Aim: Transcribe each of the rows below verbatim, without altering any character.

[Segmentation data]

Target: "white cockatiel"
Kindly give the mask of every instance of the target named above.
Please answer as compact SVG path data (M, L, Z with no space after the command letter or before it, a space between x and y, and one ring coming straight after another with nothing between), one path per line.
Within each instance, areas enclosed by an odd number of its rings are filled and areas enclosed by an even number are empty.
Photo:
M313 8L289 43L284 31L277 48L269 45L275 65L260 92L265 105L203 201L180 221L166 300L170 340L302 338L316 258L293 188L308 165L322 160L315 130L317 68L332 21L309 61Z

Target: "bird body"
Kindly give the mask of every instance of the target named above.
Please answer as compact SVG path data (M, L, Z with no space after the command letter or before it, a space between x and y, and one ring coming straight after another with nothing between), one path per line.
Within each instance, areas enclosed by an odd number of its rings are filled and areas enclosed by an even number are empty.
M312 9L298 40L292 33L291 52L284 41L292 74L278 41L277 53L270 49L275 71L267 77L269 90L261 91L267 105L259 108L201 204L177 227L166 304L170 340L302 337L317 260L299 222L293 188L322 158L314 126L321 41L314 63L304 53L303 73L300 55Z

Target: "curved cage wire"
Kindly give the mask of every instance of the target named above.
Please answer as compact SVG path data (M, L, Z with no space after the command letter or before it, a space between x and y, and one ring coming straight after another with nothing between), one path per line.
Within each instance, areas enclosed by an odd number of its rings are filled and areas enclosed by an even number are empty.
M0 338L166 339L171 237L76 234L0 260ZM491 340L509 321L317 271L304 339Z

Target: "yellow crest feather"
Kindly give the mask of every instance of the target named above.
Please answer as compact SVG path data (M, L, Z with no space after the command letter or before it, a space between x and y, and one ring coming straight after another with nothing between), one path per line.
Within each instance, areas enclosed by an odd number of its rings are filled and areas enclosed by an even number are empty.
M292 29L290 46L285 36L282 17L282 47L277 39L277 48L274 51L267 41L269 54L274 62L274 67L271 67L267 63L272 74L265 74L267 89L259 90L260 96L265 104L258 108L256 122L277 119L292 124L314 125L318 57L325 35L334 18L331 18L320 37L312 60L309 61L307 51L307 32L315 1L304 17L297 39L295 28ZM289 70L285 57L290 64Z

The result:
Target: "white cockatiel"
Kindly give the mask of every instance of the target named above.
Please answer as compact SVG path data (M, L, Z with no space after the command letter or before it, a space between x and y, and one ring coming straight after another with nothing between), one path per line.
Within each instance, areas enclosed by an odd number of its rings are filled and areas enclosed by an even number are empty.
Photo:
M313 8L289 43L284 31L277 48L269 45L275 65L260 92L265 105L203 201L180 221L166 300L170 340L302 338L316 258L293 188L308 165L322 160L315 130L317 68L332 21L309 61Z

Target: "bird body"
Kindly give the mask of every instance of the target named above.
Please answer as compact SVG path data (M, L, Z with no space after the command letter or before it, a space between x and y, and one ring coming straight after another with nothing between), one path per line.
Within each instance, areas enclosed by an odd number of its rings are filled and areas enclosed by an even number are empty.
M312 9L298 40L292 33L291 52L284 41L292 74L278 41L277 53L270 49L275 71L267 77L269 90L261 91L267 105L259 108L201 204L177 227L166 304L170 340L302 337L317 260L299 222L293 188L322 158L314 126L321 41L314 63L304 53L303 73L300 55Z

Target: "curved cage wire"
Kindly give the mask of every instance of the target named above.
Please answer as compact SVG path data (M, L, Z with no space after the command letter or before it, a space between x and y, and one ring coming straight after another with nothing between), one path per line.
Within each instance, areas enclosed by an odd number of its rings are filled and areas enclosed by an even number are empty.
M0 338L166 339L171 237L76 234L0 260ZM491 340L509 321L317 271L304 339Z

Target: "yellow crest feather"
Kindly give the mask of every instance of the target named above.
Please answer as compact SVG path data (M, L, Z with no space after the command letter or before it, a space between x and y, and one ring coming straight after another with nothing between), one path per line.
Within each instance, areas enclosed by an odd number of its rings are filled and areas enclosed by an even number are empty.
M292 29L290 46L285 36L282 17L282 47L277 39L277 48L274 51L267 41L269 54L274 62L274 67L271 67L267 63L272 74L265 74L267 89L259 90L260 96L265 104L258 108L256 122L277 119L292 124L314 125L318 57L325 35L334 18L331 18L320 37L312 60L309 61L307 51L307 32L315 1L304 17L297 39L295 28ZM289 70L285 57L290 64Z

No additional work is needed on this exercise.